## [Materials provided]
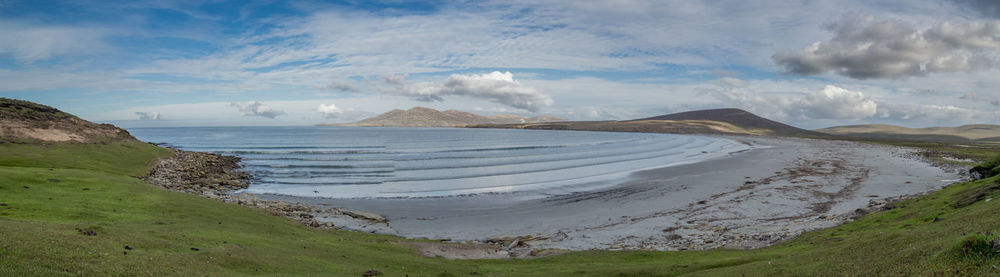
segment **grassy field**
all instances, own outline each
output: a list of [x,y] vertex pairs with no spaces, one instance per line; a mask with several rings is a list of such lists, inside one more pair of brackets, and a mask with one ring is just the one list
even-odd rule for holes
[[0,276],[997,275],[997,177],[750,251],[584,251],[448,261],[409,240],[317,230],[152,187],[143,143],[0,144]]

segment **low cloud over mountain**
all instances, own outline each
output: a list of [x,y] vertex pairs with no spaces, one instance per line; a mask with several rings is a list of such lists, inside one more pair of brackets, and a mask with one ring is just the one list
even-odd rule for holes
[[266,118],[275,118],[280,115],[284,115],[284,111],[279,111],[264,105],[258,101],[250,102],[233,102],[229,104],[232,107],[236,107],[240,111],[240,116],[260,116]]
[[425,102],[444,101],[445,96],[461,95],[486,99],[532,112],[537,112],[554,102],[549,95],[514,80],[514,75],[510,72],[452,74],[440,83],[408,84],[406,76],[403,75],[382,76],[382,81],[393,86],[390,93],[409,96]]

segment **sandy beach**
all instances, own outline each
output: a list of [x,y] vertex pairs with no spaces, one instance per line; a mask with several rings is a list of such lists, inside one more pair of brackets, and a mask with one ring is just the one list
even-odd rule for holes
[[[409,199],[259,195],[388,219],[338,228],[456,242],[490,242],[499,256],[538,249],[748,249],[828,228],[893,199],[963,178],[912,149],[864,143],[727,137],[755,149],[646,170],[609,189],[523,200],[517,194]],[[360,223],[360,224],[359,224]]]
...
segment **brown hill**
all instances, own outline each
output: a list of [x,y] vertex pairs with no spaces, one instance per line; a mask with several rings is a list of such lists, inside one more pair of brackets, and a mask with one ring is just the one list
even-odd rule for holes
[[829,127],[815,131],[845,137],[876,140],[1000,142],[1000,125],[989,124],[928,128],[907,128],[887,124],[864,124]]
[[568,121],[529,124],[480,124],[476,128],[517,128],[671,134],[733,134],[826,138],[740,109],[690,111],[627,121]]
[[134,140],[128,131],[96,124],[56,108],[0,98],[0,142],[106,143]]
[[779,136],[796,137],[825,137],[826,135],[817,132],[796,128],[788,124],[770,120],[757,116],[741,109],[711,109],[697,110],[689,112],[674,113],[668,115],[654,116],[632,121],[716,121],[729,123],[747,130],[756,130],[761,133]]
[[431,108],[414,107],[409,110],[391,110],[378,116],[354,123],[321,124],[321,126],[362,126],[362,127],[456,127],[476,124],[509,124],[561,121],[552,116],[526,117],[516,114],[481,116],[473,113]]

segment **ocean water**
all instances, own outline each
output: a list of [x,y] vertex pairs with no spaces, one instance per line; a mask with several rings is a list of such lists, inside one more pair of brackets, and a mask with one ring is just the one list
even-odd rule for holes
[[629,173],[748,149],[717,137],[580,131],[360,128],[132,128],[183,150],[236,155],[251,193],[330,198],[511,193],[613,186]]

## [Task details]
Report each line above that contains the string "segment". Case counts.

## [Expected answer]
segment **grassy field**
segment **low cloud over mountain**
segment **sandy beach**
segment **brown hill**
segment **ocean water**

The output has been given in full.